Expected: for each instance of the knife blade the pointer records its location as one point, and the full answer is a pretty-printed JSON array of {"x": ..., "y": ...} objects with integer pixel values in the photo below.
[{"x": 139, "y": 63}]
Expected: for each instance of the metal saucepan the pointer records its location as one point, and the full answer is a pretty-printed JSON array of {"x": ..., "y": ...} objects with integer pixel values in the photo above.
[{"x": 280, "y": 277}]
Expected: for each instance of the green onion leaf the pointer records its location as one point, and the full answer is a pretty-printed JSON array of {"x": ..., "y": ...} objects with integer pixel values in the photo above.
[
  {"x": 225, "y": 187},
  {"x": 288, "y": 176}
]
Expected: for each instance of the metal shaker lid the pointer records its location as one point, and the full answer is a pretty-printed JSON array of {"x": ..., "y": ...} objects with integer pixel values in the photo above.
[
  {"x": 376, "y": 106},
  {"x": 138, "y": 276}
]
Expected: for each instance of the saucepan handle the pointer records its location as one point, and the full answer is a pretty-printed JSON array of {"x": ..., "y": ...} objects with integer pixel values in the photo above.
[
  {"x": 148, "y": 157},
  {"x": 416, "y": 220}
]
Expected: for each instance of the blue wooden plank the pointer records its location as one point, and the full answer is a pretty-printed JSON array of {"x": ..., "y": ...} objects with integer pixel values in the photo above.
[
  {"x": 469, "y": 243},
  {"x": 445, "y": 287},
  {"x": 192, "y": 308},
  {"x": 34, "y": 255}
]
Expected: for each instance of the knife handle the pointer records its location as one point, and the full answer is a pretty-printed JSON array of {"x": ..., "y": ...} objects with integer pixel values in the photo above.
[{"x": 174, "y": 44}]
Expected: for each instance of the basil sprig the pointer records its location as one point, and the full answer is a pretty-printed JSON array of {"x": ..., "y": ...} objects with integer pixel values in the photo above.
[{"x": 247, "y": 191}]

++++++++++++++++++++

[Aufgabenstellung] Gib die Daten oben vollständig und Zeile für Zeile unverändert aus.

[Antwort]
Expected: for each instance of the knife blade the pointer records its location as one point, and the full answer is a pretty-printed JSON array of {"x": ..., "y": ...} objects with integer pixel values in the photo below.
[{"x": 139, "y": 63}]
Expected: for each instance of the metal saucepan the pointer records its location as one point, and the full answer is a pretty-printed JSON array of {"x": ..., "y": ...} objects with integer pixel values in the photo above.
[{"x": 280, "y": 277}]
Expected: for each instance of the green onion leaf the pointer records its location as one point, and the full answer is a pretty-printed JSON array of {"x": ..., "y": ...} objects with integer pixel values in the photo above.
[
  {"x": 225, "y": 187},
  {"x": 288, "y": 176}
]
Expected: for each instance of the metal shaker lid the pointer records its location as one point, and the full answer is a pretty-printed JSON array of {"x": ..., "y": ...} objects with integer pixel values in the photo above.
[
  {"x": 376, "y": 106},
  {"x": 138, "y": 276}
]
Expected: for each instance of the saucepan handle the pointer records its location as one point, and the full answer is a pretty-printed JSON array of {"x": ..., "y": ...} objects with integer pixel values in the photo above.
[
  {"x": 148, "y": 157},
  {"x": 416, "y": 220}
]
Expected: for each instance of the blue wooden plank the pointer records its location as one point, and the full answer is a pretty-printed JSON array of {"x": ..., "y": ...} objects with integer pixel values in the photo above.
[
  {"x": 469, "y": 243},
  {"x": 445, "y": 287},
  {"x": 192, "y": 308},
  {"x": 34, "y": 255}
]
Expected: for each instance of the knife handle the pointer records its location as one point, and the full answer is a pretty-printed JSON array of {"x": ..., "y": ...} objects with integer pixel values in the photo above.
[{"x": 174, "y": 44}]
Expected: for each instance of the basil sprig the pointer records its location as one point, and the full answer is a pretty-printed JSON array of {"x": ..., "y": ...} objects with integer pixel values in the photo above.
[{"x": 247, "y": 191}]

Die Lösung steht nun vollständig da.